- RAW DATA
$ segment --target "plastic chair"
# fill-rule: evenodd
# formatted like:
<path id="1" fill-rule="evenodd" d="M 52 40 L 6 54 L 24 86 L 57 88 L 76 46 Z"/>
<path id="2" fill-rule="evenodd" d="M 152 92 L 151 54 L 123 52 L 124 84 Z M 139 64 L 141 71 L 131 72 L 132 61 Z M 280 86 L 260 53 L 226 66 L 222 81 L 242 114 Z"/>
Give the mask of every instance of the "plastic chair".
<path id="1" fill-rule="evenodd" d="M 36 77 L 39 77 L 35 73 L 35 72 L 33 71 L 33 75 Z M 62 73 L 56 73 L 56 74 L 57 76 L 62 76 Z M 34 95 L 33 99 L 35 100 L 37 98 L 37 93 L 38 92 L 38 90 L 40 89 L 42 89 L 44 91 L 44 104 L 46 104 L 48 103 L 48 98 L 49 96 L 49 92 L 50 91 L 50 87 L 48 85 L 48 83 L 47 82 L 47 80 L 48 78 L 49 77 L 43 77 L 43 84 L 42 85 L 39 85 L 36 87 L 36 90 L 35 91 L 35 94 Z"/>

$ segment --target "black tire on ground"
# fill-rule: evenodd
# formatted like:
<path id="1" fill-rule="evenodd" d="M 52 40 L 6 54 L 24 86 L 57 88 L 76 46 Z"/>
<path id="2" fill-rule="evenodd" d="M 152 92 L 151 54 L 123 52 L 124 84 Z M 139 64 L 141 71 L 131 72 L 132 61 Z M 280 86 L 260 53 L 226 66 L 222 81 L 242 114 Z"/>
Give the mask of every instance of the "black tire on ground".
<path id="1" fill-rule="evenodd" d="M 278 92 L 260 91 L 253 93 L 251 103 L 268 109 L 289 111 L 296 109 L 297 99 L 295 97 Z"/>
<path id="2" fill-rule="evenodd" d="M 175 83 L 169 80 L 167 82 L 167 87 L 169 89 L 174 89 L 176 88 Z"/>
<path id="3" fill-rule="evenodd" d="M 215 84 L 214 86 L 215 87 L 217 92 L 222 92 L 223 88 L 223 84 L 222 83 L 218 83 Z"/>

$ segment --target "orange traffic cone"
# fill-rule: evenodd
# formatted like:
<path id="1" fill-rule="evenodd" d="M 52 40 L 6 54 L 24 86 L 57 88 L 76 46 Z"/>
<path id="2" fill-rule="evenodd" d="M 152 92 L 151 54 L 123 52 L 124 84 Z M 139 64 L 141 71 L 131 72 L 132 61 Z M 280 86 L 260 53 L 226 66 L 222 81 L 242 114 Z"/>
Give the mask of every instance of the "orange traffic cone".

* * *

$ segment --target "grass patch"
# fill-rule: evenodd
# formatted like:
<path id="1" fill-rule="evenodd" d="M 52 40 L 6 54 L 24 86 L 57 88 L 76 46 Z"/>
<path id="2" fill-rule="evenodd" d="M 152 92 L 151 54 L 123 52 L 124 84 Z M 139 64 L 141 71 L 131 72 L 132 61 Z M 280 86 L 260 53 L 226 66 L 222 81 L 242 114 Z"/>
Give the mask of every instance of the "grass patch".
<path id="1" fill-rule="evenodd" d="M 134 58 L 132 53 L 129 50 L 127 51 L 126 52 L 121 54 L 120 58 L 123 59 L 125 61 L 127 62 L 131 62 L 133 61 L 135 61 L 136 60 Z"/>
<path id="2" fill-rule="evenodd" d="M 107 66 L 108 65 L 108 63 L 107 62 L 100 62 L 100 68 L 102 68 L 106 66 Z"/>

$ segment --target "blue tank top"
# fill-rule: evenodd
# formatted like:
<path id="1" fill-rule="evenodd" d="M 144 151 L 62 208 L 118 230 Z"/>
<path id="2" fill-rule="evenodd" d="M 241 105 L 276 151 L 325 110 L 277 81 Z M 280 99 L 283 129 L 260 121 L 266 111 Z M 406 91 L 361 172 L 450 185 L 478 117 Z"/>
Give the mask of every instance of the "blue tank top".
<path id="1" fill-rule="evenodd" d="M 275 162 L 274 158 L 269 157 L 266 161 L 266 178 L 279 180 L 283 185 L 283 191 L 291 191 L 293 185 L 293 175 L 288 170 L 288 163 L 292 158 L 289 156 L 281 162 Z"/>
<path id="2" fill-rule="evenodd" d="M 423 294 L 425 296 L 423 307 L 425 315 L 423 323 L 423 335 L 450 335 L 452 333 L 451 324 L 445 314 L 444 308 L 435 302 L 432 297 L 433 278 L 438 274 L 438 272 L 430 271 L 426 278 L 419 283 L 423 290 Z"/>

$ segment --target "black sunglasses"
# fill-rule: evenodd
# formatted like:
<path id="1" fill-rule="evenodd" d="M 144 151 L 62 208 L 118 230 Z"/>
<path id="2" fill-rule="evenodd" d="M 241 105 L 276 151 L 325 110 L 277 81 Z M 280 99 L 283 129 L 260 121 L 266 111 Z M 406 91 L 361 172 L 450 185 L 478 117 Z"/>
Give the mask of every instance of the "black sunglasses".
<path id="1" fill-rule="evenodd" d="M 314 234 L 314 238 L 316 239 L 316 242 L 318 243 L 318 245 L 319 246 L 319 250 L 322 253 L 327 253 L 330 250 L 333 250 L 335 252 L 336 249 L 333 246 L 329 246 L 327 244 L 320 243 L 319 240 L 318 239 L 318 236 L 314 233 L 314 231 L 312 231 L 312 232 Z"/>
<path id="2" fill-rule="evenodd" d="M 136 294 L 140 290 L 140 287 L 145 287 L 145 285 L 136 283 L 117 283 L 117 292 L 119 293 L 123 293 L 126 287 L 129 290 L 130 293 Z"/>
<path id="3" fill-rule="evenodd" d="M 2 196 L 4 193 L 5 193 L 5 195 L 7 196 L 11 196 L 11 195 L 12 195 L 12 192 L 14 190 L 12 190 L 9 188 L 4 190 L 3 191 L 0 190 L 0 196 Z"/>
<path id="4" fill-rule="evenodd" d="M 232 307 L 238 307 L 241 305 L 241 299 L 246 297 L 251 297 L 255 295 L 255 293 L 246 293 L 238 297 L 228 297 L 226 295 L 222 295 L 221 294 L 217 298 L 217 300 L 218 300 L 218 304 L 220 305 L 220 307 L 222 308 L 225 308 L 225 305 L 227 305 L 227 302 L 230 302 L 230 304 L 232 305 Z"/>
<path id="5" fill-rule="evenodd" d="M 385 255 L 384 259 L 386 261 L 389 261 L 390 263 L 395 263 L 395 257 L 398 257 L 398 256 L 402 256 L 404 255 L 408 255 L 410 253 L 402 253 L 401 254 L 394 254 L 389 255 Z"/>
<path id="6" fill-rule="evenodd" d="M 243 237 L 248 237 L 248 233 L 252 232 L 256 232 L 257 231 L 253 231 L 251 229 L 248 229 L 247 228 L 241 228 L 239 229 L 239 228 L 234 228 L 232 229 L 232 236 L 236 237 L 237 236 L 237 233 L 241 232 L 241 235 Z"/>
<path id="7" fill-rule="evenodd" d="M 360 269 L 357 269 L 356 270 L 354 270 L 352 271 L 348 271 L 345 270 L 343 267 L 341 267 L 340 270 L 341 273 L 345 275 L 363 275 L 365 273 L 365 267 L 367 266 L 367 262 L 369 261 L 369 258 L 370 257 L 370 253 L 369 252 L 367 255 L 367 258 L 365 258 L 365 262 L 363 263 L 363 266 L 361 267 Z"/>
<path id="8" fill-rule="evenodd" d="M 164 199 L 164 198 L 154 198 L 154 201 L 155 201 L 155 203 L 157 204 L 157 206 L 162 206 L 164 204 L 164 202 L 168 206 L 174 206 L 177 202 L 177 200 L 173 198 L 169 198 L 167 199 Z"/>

- BRIEF
Count the lines in the data above that contain the string "mask", with case counting. Reply with the number only.

- OUTPUT OF THE TASK
6